- **Extract provided**:
═══

We kicked off, as always, with a stakeholder workshop to align on requirements and surface the team’s internal insights. A key takeaway was that the eShop’s transactional emails had fallen behind the brand and needed the same design attention as the site itself. Next, we ran two parallel research tracks to diagnose the UX friction:

  • Usability Testing
    Moderated mobile sessions where we observed users browsing, filtering, and checking out in real time, pinpointing exactly where flows broke down.
  • Behavioral Analysis
    A review of 50 user session recordings combined with two targeted on-site surveys (on product pages and post-purchase) to quantify these breakdowns at scale.

Armed with data on what was costing the brand sales, we moved into the redesign. The goal was twofold: systematically eliminate every friction point uncovered by research, and elevate the visual experience to attract a new generation of customers and drive higher engagement.

Finally, we rebuilt the entire ecosystem of customer-facing emails, from order confirmations and shipping updates to back-in-stock alerts. By bringing the same clarity and brand consistency to these automated touch points, we ensured a seamless experience even after a customer leaves the website.

A close-up view of a mobile phone mockup displaying the irokids.gr homepage. The screen shows the top brand header, a notification bar for free shipping over twenty-nine euros, and a lifestyle video banner advertising the Bugaboo Donkey 5 stroller with a purple button. A physical beige stroller is layered dynamically behind the right side of the phone.
Two mobile phone screens side by side showing transactional steps on irokids.gr. The left screen shows a detailed mobile product page for a BeSafe child car seat with specifications and images. The right screen shows a checkout form asking for receipt or invoice details and an email field to register the order.

═══

- **Exercise data**:

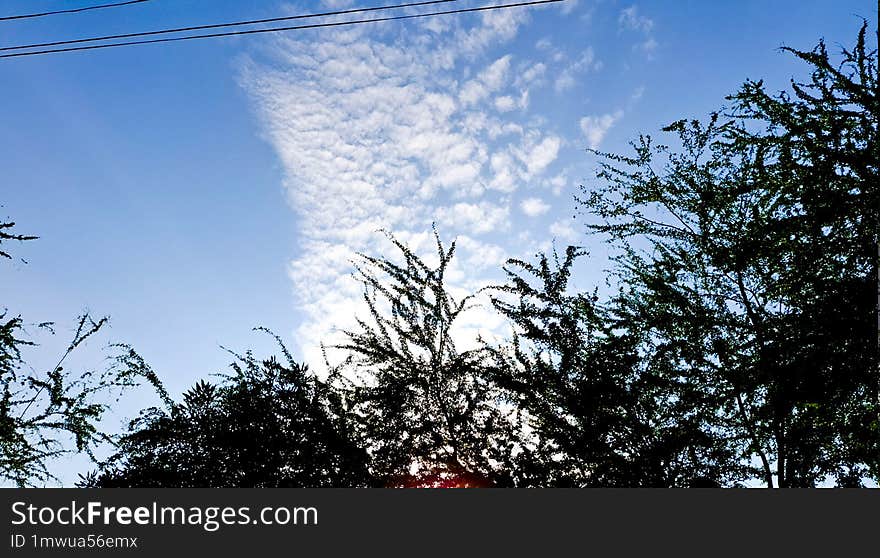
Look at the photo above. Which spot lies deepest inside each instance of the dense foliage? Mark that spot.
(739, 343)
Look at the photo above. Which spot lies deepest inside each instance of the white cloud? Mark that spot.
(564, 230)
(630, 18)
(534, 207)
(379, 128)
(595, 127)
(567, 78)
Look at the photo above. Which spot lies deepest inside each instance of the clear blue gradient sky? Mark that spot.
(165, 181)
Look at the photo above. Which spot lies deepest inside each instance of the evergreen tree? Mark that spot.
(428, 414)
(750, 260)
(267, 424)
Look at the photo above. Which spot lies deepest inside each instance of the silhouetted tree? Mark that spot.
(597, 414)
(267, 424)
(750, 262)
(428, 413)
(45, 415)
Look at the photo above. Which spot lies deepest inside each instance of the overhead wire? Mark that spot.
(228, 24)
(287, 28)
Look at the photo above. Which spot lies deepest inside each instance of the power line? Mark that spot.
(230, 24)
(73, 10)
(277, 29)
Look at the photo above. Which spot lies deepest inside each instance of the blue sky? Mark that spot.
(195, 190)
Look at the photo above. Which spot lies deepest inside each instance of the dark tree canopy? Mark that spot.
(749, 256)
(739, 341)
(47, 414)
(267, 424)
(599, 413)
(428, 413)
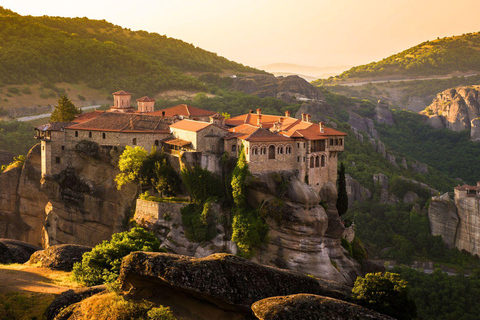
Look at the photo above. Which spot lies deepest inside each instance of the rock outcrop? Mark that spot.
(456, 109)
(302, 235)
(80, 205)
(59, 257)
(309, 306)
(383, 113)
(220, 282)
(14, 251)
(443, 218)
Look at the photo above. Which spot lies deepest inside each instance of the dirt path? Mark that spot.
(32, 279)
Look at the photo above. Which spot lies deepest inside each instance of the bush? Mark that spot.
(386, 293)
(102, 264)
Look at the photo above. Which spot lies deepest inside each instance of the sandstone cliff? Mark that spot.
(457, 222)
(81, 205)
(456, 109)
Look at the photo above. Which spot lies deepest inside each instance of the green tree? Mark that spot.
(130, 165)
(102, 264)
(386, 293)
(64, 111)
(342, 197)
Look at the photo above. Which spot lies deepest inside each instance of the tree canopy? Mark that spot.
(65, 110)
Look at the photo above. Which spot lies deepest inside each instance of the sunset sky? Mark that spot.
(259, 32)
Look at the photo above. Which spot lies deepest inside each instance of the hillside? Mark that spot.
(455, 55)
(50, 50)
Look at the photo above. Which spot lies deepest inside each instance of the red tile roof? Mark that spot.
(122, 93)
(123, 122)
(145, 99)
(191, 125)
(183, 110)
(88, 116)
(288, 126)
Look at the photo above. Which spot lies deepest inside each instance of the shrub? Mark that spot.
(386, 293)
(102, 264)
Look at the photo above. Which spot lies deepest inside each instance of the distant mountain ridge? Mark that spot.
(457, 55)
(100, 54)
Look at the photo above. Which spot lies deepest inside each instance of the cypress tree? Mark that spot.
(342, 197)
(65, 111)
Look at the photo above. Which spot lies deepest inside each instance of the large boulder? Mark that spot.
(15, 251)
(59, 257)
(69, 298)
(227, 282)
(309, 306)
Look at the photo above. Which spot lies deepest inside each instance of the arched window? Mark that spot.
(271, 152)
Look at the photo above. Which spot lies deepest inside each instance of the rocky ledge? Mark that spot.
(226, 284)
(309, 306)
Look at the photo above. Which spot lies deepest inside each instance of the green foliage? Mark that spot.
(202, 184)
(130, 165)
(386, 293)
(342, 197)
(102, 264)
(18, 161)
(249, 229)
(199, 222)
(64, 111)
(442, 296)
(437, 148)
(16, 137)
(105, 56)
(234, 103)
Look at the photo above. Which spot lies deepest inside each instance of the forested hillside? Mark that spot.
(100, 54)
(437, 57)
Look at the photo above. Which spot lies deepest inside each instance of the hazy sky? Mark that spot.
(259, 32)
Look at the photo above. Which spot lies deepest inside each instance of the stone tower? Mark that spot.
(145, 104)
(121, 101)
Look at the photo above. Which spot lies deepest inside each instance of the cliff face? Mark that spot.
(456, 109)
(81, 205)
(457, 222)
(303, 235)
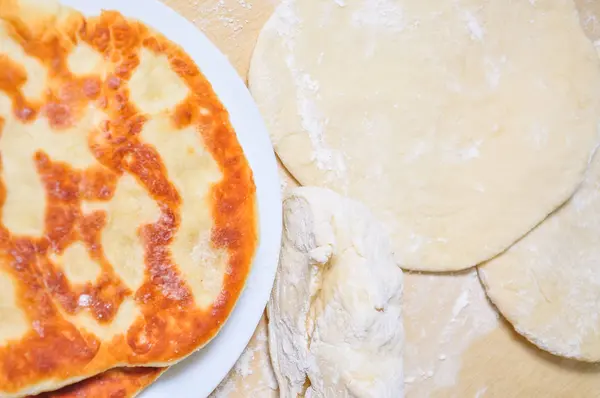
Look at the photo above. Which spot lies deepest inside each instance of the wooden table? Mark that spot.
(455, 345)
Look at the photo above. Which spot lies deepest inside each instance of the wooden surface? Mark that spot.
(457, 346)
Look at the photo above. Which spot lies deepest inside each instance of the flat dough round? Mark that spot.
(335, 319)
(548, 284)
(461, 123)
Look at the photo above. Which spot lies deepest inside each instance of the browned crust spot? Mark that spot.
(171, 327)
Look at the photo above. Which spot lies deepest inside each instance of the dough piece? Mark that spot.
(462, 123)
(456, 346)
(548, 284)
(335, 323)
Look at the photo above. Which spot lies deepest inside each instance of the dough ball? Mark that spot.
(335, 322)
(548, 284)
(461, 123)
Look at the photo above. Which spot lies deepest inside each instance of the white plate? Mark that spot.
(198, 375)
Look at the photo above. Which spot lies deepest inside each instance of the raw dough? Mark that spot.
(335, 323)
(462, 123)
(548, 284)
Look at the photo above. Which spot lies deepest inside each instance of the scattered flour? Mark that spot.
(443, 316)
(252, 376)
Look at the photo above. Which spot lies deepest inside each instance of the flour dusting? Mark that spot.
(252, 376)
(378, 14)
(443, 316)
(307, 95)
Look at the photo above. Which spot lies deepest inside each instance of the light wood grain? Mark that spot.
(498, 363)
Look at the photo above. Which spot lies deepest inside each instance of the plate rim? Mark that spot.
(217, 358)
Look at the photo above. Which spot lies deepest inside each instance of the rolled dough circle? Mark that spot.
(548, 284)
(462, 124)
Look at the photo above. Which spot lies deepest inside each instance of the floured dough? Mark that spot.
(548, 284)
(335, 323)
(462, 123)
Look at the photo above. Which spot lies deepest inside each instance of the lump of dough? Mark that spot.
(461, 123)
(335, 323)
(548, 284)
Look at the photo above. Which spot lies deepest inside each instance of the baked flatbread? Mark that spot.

═══

- **What you are asked to do**: In one to three sentences, explain why the team rebuilt the customer-facing emails, according to the text on the eShop redesign. The entries have no connection to the text.

- **Exercise answer**: The stakeholder workshop showed that the eShop's transactional emails had fallen behind the brand and needed the same design attention as the site. Rebuilding them gave these automated touch points the site's clarity and brand consistency, keeping the experience seamless after a customer leaves the website.